* **Exercise task**:
Arrange the lines of the source data below as a JSON list of strings, one string per line, omitting blank lines. Leave the pictures out of the answer.

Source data
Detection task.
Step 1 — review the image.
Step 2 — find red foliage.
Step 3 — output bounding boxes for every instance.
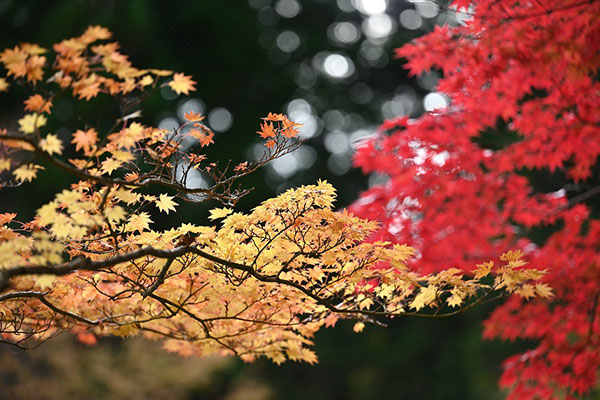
[352,0,600,399]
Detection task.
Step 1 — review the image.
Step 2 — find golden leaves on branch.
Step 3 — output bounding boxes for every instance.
[0,27,552,363]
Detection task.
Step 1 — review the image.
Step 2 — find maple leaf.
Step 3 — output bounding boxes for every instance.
[208,208,233,220]
[233,161,248,172]
[352,322,365,333]
[100,158,123,175]
[71,128,98,155]
[256,122,275,139]
[0,158,10,172]
[169,73,196,95]
[19,113,48,133]
[125,212,152,232]
[184,111,204,122]
[13,164,43,182]
[154,193,177,214]
[40,133,63,155]
[0,213,17,225]
[25,94,52,114]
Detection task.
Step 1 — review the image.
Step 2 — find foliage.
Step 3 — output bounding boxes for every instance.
[351,0,600,399]
[0,26,551,363]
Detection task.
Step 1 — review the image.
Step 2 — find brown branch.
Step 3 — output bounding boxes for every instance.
[0,241,504,318]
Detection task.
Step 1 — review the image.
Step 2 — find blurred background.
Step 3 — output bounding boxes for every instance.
[0,0,526,400]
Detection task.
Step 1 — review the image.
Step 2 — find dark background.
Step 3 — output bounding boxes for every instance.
[0,0,525,399]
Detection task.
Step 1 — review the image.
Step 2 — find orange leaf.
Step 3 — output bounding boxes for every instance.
[71,128,98,155]
[24,94,52,114]
[256,122,275,139]
[0,213,17,225]
[169,73,196,94]
[184,111,204,122]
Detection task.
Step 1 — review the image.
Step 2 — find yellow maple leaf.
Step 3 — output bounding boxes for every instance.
[154,193,177,214]
[352,322,365,333]
[169,73,196,94]
[40,133,63,154]
[100,158,122,175]
[19,113,48,133]
[446,288,464,307]
[13,164,44,182]
[208,207,233,220]
[71,128,98,155]
[104,206,127,222]
[138,75,154,87]
[410,285,437,311]
[125,212,152,232]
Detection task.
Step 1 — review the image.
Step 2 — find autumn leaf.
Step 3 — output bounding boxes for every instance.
[25,94,52,114]
[125,212,152,232]
[256,122,275,139]
[0,213,17,225]
[184,111,204,122]
[169,73,196,95]
[208,208,233,220]
[71,128,98,155]
[0,158,10,172]
[40,133,63,155]
[100,158,123,175]
[19,113,47,133]
[352,322,365,333]
[13,164,44,182]
[154,193,177,214]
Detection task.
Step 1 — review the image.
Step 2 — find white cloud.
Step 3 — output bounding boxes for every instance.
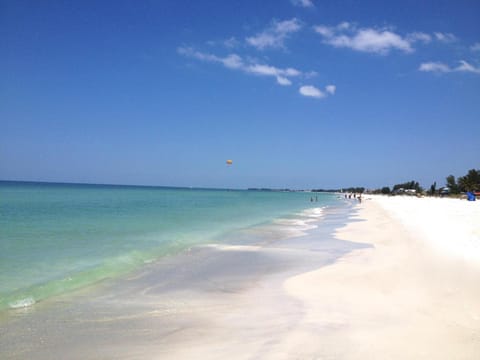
[407,32,432,43]
[418,62,452,72]
[434,32,457,42]
[418,60,480,74]
[246,18,302,50]
[454,60,480,74]
[298,85,325,99]
[177,47,302,86]
[470,43,480,51]
[298,85,337,99]
[325,85,337,95]
[290,0,315,8]
[223,36,238,48]
[314,22,412,55]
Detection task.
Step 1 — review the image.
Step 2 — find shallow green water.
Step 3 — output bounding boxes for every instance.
[0,182,335,310]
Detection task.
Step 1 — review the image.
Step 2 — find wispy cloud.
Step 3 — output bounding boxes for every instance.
[418,60,480,74]
[246,18,302,50]
[434,32,457,42]
[290,0,315,8]
[298,85,336,99]
[325,85,337,95]
[314,22,414,55]
[470,43,480,51]
[406,31,432,43]
[177,47,302,86]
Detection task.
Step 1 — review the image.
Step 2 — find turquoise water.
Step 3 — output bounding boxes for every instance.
[0,182,335,310]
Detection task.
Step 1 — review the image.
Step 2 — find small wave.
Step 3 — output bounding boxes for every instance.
[301,207,324,218]
[8,297,36,309]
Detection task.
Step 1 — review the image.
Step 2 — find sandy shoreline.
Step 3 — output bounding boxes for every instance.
[0,197,480,359]
[285,197,480,360]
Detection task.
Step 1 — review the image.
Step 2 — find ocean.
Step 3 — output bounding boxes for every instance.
[0,181,340,311]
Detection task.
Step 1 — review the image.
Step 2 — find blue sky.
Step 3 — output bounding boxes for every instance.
[0,0,480,188]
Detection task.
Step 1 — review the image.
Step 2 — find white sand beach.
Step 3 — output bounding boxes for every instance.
[285,196,480,360]
[0,196,480,360]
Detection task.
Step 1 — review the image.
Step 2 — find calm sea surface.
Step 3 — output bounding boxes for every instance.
[0,182,337,310]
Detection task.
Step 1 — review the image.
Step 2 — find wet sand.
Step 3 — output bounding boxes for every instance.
[0,204,363,359]
[0,198,480,360]
[285,197,480,360]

* **Solution**:
[
  "Detection task.",
  "Step 1 — review the image.",
  "Step 2 — find red foliage.",
  "Step 3 — output bounding boxes for every instance.",
  "[352,0,600,399]",
  "Detection task.",
  "Step 1 — review the image.",
  "Step 2 — find golden leaves on branch.",
  "Step 3 — output bounding boxes for every instance.",
  "[0,27,552,363]",
  "Detection task.",
  "Step 1 — review the image.",
  "Step 2 — find maple leaf.",
  "Step 3 — output bounding boxes for every instance.",
  "[208,208,233,220]",
  "[233,161,248,172]",
  "[352,322,365,333]",
  "[100,158,123,175]",
  "[71,128,98,155]",
  "[256,122,275,139]",
  "[0,158,10,172]",
  "[169,73,196,95]",
  "[19,113,48,133]",
  "[125,212,152,232]",
  "[184,111,204,122]",
  "[13,164,43,182]",
  "[154,193,177,214]",
  "[40,133,63,155]",
  "[0,213,17,225]",
  "[25,94,52,114]",
  "Detection task.",
  "Step 1 — review the image.",
  "Step 2 — find foliage.",
  "Step 3 — output bounding boxes for every instance.",
  "[351,0,600,399]",
  "[0,26,551,363]",
  "Detection task.",
  "Step 1 — review the image.",
  "Step 2 — find brown branch.",
  "Step 3 — output bounding boxes for every instance.",
  "[0,241,504,318]",
  "Detection task.",
  "Step 1 — review the image.",
  "Step 2 — find blurred background.",
  "Step 3 — output bounding boxes for every instance.",
  "[0,0,526,400]",
  "Detection task.",
  "Step 1 — review the image.",
  "Step 2 — find dark background.",
  "Step 3 — output bounding boxes for every instance.",
  "[0,0,525,399]",
  "Detection task.",
  "Step 1 — review the image.",
  "Step 2 — find orange leaf.",
  "Step 3 — output bounding boxes for every instance.",
  "[71,128,98,155]",
  "[24,94,52,114]",
  "[256,122,275,139]",
  "[0,213,17,225]",
  "[169,73,196,94]",
  "[184,111,204,122]",
  "Detection task.",
  "Step 1 — review the image.",
  "Step 2 — find yellow maple leaf.",
  "Step 3 — output bounding boxes for every instance.",
  "[154,193,177,214]",
  "[352,322,365,333]",
  "[169,73,196,94]",
  "[40,133,63,154]",
  "[100,158,122,175]",
  "[19,113,48,133]",
  "[446,288,464,307]",
  "[13,164,44,182]",
  "[208,207,233,220]",
  "[71,128,98,155]",
  "[104,206,127,222]",
  "[138,75,154,87]",
  "[410,285,437,311]",
  "[125,212,152,232]",
  "Detection task.",
  "Step 1 — review the image.",
  "Step 2 — find autumn leaf.",
  "Step 3 — output bounding boxes for every instance.",
  "[25,94,52,114]",
  "[125,212,152,232]",
  "[256,122,275,139]",
  "[0,213,17,225]",
  "[184,111,204,122]",
  "[169,73,196,95]",
  "[208,208,233,220]",
  "[71,128,98,155]",
  "[0,158,10,172]",
  "[40,133,63,155]",
  "[100,158,123,175]",
  "[19,113,47,133]",
  "[352,322,365,333]",
  "[13,164,44,182]",
  "[154,193,177,214]",
  "Detection task.",
  "Step 1 — review the image.",
  "Step 2 — find white cloud.",
  "Step 3 — output bounding boxes for every instance.",
  "[407,32,432,43]",
  "[418,62,452,72]",
  "[434,32,457,42]",
  "[418,60,480,74]",
  "[246,18,302,50]",
  "[454,60,480,74]",
  "[298,85,325,99]",
  "[177,47,302,86]",
  "[470,43,480,51]",
  "[298,85,337,99]",
  "[325,85,337,95]",
  "[290,0,315,8]",
  "[223,36,238,48]",
  "[314,22,412,55]",
  "Detection task.",
  "Step 1 — review the image.",
  "Step 2 — find shallow green water.",
  "Step 3 — output bounding boxes for every instance.",
  "[0,182,335,310]",
  "Detection task.",
  "Step 1 — review the image.",
  "Step 2 — find wispy cloud.",
  "Step 3 — output bounding boxes for every instance.",
  "[418,60,480,74]",
  "[246,18,302,50]",
  "[434,32,457,42]",
  "[290,0,315,8]",
  "[298,85,336,99]",
  "[325,85,337,95]",
  "[314,22,414,55]",
  "[470,43,480,51]",
  "[406,31,432,43]",
  "[177,47,302,86]",
  "Detection task.",
  "Step 1 — review the image.",
  "Step 2 — find turquoise water.",
  "Step 3 — output bounding boxes for every instance.",
  "[0,182,335,310]",
  "Detection task.",
  "Step 1 — review the image.",
  "Step 2 — find small wave.",
  "Step 3 — output bounding boxes for every instance.",
  "[301,207,324,218]",
  "[8,297,36,309]",
  "Detection task.",
  "Step 1 — review the image.",
  "Step 2 — find sandy shoreline.",
  "Step 3 — output bounding boxes for every instance.",
  "[0,197,480,359]",
  "[285,197,480,360]",
  "Detection task.",
  "Step 1 — review the image.",
  "Step 2 — find ocean.",
  "Step 3 — output bounding boxes for every instance.",
  "[0,181,340,311]",
  "Detection task.",
  "Step 1 — review the image.",
  "Step 2 — find blue sky.",
  "Step 3 — output bounding boxes for every instance.",
  "[0,0,480,188]",
  "Detection task.",
  "Step 1 — review the image.",
  "Step 2 — find white sand beach.",
  "Step 3 — output bounding boxes for every instance.",
  "[285,196,480,360]",
  "[0,196,480,360]",
  "Detection task.",
  "Step 1 — review the image.",
  "Step 2 — find calm sea surface.",
  "Step 3 — output bounding boxes for every instance.",
  "[0,182,337,310]",
  "Detection task.",
  "Step 1 — review the image.",
  "Step 2 — find wet sand.",
  "Step 3 — output bounding boxes for every instance.",
  "[0,204,363,359]",
  "[0,198,480,360]",
  "[285,197,480,360]"
]